START DOCUMENT EXTRACT

The miRNA information page of HAHmiR.DB can be broadly divided into four sections.
(i) Knowledge base
The first section of the database provides general information about miRNA such as miRBase accession number, miRBase Stem Loop Id, 5’/3’ ID, miRNA family, chromosome number, precursor and mature sequences, RNAcentral ID etc. It also contains miRNA stem loop structure where mature miRNA sequence is highlighted with red colour (Figure 3a). The miRBase accession, 5’/3’IDs and RNA Central Ids are also hyperlinked to miRBase and RNAcentral databases to provide additional details of the miRNA like mature and precursor miRNA sequence, miRNA stem loop structure, chromosome location, source organism, target proteins, target lncRNAs, genome locations, Rfam classification etc (25,27).
HAHmiR.DB uniquely offers directed miRNA-TF-gene co-regulatory network of the miRNA. The details of the in-house scripts to build this network are provided in the methodology section. The network nodes are color coded (miRNA-red, TF-green, Target Gene-yellow) and interactive with option likes Zoom in/out, translation of nodes etc. These networks can be saved in publication quality images. User can also download the network file which can also be exported and visualized in publically freely available software’s like Cytoscape(45), BINA(46), Gephi etc.
(ii) miRNA association with high altitude
For each miRNA, its association with HA is compiled in the form of experimental group, experiment altitude, duration of experiment, level of expression, fold change, GEO accession, association as biomarker and the respective reference which is hyperlinked to PubMed (23) database which allows easy access to the original publication (Figure 3b).
(iii) Feed Forward Loops
Biological systems are often built of regulatory-circuits that carry out key functions (47). These recurring patterns are very common in Gene Regulatory Networks (GRNs) and are known as network motifs. Important regulatory molecules such as miRNA and TFs often follows these recurring pattern in co-regulatory networks to control the complex molecular and cellular responses of living cells (48). FFLs are most overrepresented motifs that are found in the co-regulatory networks (49). They are of two types miRNA-FFLs and TF-FFLs based on the interaction between miRNA and TF. If the interaction is of the type that a miRNA dysregulates TF and both together regulate target gene than it is called a miRNA-FFL. A type where a TF regulates a miRNA and both then regulate a target gene, then its known as TF-FFL.

END DOCUMENT EXTRACT
START DATASET EXCERPTS

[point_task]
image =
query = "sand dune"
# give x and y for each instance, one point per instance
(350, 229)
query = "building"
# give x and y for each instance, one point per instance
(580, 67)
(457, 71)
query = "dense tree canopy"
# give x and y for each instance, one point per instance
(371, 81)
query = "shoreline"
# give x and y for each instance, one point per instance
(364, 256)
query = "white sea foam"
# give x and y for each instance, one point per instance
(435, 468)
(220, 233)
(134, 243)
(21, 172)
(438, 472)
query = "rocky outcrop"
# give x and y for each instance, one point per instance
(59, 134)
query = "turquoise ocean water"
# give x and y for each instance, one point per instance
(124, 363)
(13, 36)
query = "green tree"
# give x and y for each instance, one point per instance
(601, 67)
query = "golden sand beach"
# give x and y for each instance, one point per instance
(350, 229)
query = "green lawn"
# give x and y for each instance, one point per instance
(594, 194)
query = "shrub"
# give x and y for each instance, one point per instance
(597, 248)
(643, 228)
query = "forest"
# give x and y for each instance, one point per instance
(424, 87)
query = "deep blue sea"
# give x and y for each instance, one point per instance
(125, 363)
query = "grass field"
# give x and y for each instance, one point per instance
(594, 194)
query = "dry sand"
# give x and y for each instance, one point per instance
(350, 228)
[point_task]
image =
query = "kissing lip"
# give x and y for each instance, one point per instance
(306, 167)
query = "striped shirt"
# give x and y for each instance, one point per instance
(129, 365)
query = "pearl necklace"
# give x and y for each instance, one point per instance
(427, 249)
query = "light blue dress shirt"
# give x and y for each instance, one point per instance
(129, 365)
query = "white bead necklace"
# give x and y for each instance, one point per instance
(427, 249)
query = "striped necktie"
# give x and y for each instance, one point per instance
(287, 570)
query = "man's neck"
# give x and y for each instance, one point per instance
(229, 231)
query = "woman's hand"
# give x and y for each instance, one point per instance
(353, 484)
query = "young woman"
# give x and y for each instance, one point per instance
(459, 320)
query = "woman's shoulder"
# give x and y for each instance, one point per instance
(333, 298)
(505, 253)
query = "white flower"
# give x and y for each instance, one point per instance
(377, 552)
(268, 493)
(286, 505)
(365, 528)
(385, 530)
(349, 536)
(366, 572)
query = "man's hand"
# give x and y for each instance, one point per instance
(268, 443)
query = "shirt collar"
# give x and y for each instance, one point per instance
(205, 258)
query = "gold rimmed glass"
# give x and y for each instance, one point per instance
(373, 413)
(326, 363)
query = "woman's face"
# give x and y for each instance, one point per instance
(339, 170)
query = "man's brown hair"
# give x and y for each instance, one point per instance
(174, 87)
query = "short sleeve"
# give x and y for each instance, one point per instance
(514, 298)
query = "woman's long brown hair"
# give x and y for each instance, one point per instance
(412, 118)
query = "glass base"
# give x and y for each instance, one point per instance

END DATASET EXCERPTS

▶ TASK DESCRIPTION:
Extend the description of the HAHmiR.DB miRNA information page, starting right after its last sentence.

▶ EXERCISE RESULT:
Both these regulatory-circuits/FFLs are extracted from miRNA-TF-gene coregulatory networks using in-house scripts as discussed in the methodology. The FFLs are provided in a tabular format (Figure 3c, 3d) which can be explored and downloaded. Clicking on the miRNA would provide a network of the FFL in a pop-up window. Each TF and TG symbol in the FFL table are further hyperlinked to the GeneCards(50) database. This would serve as a ready-reference for the user to get additional details about the gene that includes aliases of genes, promoter and enhancer location of gene, protein coded by gene, functional characterization, cellular localization, pathway enrichment, gene-gene interaction network, drug-gene relationship, tissue specific gene expression profile, orthologs, paralogs, transcript variant etc. These regulatory-circuits/FFLs could offer mechanistic insights during complex cellular responses and also open new horizons in HA research for identifying potential candidate markers for HA acclimatization.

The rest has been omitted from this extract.